Qualche giorno fa una mamma di una quasiquattrenne e di un neonato, mi ha inviato la foto di un gioco per bambini: una culla che si chiama “Dormi con me”, riproduzione di un side bed, da avvicinare al letto della bambina/del bambino perché la sua bambolina possa dormire accanto a lui.
Commentiamo quanto sia interessante questo “semino di cosleeping” per il futuro.
Poi aggiunge che nella foto c’è il kit completo (bambola e biberon) e che la sua bambina grande ha commentato: “Ma perché non dà la tetta?”.
Sorrido.
È proprio vero che l’allattamento è, anche, una questione ambientale.

Poi penso anche a quanta “competenza del cuore” ha acquisito in pochi mesi questa bambina nel vedere la sua mamma che allatta e che quindi dedica tempo (tanto) a suo fratello. E quanto questa cosa, nonostante la gelosia, naturale e sacrosanta, che a più riprese dimostra sia per lei già normalità.
Mi torna in mente che qualche mese fa in un blog ho letto di una mamma che dopo aver allattato il primo figlio oltre i due anni, ha deciso di interrompere l’allattamento del secondo dopo poche settimane perché “portava via” troppo tempo al primo.
Partendo dal fatto che ogni mamma sceglie sempre il meglio per i propri figli e che la libertà di scelta è un diritto, ho trovato penalizzante la decisione.

Perché chi arriva dopo trova una mamma già molto occupata, che dovrà dividere il tempo.
E fin dalla pancia, il tempo, soprattutto quello dei pensieri, che si dedica ai secondi è notevolmente inferiore rispetto al primo.
Perché l’arrivo di un/a fratello/sorella è un’opportunità per il “grande”: di imparare a condividere, anche la persona più preziosa, di saper aspettare, di non essere sempre al centro dell’attenzione.

Richiesta scritta 1: Nel brano sull'allattamento, che nome ha la culla giocattolo della foto?
Richiesta scritta 2: Riprendi il brano sull'allattamento e proseguilo a partire dalla sua ultima frase.

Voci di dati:
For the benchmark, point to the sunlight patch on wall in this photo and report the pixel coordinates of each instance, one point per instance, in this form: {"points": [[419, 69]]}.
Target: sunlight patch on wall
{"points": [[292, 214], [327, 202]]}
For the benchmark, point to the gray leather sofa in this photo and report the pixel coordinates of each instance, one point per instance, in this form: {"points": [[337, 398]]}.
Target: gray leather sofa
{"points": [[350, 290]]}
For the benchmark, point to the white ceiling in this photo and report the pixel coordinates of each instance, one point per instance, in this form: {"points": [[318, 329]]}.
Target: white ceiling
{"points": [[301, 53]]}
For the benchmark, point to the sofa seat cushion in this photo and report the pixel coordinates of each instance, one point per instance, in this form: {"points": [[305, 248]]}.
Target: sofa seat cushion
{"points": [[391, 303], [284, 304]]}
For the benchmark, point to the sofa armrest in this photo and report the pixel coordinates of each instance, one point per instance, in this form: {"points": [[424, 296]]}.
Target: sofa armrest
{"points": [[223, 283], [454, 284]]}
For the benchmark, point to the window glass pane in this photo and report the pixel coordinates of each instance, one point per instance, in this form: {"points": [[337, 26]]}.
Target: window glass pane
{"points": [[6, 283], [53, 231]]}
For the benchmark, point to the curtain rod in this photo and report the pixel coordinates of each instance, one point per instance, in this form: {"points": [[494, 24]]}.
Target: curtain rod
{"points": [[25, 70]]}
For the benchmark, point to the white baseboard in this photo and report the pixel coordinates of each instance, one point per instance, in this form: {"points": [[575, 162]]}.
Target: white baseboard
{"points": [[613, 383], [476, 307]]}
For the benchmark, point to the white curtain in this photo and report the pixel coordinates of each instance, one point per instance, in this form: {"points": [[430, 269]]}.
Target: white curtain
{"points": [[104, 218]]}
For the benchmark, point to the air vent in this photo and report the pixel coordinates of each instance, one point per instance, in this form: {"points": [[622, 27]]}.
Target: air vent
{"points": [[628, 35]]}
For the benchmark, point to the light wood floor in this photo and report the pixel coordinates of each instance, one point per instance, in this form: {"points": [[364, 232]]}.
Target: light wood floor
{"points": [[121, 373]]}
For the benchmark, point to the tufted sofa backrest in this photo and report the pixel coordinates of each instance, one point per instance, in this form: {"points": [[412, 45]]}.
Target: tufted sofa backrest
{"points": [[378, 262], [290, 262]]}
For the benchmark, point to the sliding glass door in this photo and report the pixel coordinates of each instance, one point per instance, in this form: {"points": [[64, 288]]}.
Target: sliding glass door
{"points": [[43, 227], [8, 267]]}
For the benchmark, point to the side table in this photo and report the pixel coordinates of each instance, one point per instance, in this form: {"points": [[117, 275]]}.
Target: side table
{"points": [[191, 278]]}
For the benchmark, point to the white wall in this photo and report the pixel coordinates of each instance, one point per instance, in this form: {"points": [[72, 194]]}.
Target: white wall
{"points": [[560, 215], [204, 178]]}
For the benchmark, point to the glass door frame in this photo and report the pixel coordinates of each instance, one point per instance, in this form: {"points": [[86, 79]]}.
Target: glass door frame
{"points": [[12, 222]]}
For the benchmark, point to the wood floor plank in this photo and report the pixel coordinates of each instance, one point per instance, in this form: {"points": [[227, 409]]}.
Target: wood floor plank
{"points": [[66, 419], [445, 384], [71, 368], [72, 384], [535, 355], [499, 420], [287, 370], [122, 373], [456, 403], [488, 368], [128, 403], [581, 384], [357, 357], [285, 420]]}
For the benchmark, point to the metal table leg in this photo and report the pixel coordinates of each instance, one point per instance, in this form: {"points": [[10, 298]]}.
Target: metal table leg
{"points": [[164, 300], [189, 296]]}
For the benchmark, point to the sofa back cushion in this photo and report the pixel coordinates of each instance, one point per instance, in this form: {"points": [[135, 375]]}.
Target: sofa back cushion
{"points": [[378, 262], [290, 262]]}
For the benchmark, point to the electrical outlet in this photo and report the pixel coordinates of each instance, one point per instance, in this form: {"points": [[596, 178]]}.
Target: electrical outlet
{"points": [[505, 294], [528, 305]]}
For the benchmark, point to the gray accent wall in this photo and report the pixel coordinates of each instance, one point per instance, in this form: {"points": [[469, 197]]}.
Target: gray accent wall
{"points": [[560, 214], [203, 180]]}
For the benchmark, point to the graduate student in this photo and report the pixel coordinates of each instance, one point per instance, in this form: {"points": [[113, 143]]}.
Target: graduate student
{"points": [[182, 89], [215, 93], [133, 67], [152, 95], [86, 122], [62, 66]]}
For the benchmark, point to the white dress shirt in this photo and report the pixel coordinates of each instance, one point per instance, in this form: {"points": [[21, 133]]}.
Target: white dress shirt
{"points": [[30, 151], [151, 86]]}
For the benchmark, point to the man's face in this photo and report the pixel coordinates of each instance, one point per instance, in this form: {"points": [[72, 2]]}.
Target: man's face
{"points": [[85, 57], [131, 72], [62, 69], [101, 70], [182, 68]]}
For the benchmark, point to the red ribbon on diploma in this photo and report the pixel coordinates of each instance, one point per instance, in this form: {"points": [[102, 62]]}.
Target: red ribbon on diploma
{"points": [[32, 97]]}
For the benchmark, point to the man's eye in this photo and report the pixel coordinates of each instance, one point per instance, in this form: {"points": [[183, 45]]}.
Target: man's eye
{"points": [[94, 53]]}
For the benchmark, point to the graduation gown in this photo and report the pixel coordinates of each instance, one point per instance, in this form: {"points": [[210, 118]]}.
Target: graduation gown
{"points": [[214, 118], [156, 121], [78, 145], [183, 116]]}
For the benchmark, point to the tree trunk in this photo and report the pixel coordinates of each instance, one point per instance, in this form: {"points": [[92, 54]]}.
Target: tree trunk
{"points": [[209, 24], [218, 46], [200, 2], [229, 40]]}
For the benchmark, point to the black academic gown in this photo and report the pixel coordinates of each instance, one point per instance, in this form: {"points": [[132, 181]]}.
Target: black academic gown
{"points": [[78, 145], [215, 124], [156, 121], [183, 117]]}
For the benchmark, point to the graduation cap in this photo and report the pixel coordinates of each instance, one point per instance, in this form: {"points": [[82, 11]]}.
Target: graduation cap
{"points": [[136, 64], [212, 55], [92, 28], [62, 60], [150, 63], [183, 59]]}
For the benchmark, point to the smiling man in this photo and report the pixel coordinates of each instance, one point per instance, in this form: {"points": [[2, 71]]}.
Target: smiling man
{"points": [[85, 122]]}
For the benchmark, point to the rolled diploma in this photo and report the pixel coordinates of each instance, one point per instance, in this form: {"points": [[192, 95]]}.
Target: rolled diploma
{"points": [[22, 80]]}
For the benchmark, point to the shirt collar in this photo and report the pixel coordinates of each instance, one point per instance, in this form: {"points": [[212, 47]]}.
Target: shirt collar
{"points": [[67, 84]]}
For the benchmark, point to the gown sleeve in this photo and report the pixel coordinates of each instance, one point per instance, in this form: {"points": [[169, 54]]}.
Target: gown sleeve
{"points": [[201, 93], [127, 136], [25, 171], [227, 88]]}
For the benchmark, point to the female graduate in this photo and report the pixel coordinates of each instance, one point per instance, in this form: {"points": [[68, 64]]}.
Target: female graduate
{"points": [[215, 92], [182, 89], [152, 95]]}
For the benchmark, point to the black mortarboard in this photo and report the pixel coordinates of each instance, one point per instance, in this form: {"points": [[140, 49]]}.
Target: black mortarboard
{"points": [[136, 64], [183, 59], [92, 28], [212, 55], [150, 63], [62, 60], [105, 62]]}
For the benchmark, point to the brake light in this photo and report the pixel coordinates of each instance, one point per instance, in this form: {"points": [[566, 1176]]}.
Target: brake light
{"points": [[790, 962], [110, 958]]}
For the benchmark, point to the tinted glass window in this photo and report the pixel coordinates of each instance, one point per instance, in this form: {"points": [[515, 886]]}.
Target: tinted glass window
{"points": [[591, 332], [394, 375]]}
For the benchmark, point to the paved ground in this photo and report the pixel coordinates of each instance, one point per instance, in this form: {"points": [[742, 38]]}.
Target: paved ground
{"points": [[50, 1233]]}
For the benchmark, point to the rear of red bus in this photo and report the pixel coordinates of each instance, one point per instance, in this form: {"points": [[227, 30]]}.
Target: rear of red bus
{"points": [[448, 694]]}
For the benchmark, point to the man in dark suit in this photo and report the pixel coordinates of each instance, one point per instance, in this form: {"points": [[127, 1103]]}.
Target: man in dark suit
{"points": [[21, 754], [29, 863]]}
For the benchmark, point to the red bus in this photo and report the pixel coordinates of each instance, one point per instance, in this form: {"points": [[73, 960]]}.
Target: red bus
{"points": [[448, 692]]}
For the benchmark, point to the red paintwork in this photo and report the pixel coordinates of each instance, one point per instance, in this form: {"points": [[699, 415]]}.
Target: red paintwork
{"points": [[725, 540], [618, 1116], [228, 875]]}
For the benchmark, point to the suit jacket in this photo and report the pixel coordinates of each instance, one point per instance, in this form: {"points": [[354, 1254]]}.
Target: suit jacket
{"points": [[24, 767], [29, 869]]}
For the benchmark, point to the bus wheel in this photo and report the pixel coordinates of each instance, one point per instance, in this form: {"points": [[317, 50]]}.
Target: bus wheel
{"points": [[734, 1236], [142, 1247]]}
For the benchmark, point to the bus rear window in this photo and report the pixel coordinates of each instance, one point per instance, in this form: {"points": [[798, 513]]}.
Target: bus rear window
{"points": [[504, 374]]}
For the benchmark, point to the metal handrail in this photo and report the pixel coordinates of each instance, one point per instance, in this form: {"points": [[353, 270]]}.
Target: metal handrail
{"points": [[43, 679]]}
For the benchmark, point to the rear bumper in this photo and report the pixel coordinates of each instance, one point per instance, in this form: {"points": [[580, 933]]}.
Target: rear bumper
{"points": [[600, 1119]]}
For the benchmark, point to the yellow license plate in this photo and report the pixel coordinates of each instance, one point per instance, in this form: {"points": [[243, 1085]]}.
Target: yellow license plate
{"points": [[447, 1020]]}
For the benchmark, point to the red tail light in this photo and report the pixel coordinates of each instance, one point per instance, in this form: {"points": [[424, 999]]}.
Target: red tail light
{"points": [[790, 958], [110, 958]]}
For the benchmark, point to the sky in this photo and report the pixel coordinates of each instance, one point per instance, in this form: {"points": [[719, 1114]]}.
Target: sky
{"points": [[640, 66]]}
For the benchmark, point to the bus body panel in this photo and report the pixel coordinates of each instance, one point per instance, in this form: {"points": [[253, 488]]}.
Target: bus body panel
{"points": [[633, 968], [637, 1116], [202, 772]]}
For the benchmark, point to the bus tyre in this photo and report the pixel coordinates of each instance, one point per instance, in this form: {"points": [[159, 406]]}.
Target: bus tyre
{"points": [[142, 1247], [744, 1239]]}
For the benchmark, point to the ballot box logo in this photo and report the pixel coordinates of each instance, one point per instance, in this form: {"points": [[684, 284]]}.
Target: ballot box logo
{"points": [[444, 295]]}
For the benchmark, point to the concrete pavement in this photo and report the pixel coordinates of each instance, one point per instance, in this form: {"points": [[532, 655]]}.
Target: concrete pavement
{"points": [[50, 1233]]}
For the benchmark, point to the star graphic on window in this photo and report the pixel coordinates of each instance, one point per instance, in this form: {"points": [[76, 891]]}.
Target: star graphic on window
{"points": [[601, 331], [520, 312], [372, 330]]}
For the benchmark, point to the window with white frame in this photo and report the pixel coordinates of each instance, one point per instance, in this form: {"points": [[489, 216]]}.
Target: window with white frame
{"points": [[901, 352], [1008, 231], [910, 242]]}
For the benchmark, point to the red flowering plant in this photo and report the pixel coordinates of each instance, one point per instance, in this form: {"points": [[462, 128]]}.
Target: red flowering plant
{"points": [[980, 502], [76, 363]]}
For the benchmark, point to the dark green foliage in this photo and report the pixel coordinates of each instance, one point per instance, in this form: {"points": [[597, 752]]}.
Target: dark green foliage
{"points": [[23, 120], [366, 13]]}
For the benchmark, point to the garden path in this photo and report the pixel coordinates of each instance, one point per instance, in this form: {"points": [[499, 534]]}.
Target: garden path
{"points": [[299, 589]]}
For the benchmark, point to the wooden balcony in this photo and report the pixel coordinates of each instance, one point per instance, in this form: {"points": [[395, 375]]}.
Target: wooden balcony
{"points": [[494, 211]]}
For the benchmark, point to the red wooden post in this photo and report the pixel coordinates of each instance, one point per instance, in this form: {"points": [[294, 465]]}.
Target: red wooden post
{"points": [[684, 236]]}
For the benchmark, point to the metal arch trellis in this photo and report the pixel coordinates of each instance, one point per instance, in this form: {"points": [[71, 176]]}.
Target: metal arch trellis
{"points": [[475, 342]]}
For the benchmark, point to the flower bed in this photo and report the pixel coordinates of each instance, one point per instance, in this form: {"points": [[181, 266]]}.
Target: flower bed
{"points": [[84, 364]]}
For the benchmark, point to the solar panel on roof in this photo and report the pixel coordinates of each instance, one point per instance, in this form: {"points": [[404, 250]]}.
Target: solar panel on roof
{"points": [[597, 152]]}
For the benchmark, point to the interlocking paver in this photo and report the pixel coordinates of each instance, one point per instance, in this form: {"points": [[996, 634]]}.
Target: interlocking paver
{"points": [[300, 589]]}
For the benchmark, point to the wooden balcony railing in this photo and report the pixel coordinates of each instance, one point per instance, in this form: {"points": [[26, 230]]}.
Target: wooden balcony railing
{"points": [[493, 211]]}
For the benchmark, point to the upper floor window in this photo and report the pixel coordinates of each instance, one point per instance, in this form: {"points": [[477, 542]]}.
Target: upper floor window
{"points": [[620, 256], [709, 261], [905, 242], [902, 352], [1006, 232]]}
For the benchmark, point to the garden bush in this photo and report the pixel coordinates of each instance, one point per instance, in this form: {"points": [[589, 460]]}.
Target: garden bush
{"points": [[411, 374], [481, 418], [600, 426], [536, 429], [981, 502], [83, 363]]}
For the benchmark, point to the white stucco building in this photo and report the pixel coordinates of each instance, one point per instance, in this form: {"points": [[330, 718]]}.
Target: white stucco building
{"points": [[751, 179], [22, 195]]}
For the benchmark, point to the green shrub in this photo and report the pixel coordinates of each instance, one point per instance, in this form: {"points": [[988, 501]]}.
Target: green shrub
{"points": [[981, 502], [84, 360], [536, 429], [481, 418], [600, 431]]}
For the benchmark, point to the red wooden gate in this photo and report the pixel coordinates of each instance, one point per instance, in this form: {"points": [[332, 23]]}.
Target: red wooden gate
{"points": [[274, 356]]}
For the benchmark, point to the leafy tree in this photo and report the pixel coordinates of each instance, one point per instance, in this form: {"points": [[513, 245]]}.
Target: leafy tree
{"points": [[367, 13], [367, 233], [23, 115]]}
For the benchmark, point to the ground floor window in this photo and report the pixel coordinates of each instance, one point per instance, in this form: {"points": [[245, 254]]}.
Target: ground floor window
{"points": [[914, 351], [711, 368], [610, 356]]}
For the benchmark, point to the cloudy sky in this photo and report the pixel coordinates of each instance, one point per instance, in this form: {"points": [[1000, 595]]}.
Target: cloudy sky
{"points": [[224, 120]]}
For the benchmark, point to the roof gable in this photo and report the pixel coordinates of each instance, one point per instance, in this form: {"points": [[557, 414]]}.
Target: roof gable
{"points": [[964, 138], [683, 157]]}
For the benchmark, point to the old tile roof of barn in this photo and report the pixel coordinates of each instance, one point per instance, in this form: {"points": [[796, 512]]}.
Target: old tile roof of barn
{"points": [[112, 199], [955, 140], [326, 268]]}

Risposta all'esercizio 1: Si chiama “Dormi con me”.

Risposta all'esercizio 2:
Perché vedere che tua sorella è in braccio alla tua mamma è sicuramente un’emozione impegnativa da gestire, ma ti insegna che “la cura” può raddoppiarsi.
Vedere la mamma che si prende cura di tuo fratello e che magari a sera è stanca, ti insegna tutto il bello, ma anche il limite, il confine, l’umanità con cui per tutta la vita avrai a che fare.
Non te lo insegna in termini filosofici, ma concreti.
Perché attraverso “l’altro”, soprattutto quello più vicino con il quale si è chiamati a dividere
quanto di più prezioso e senza averlo peraltro desiderato, si impara che il mondo va oltre noi.

Troppo spesso si vedono “primogeniti totalizzanti” per e in nome dei quali vengono penalizzati i
più piccoli in termini di tempo e di qualità della cura.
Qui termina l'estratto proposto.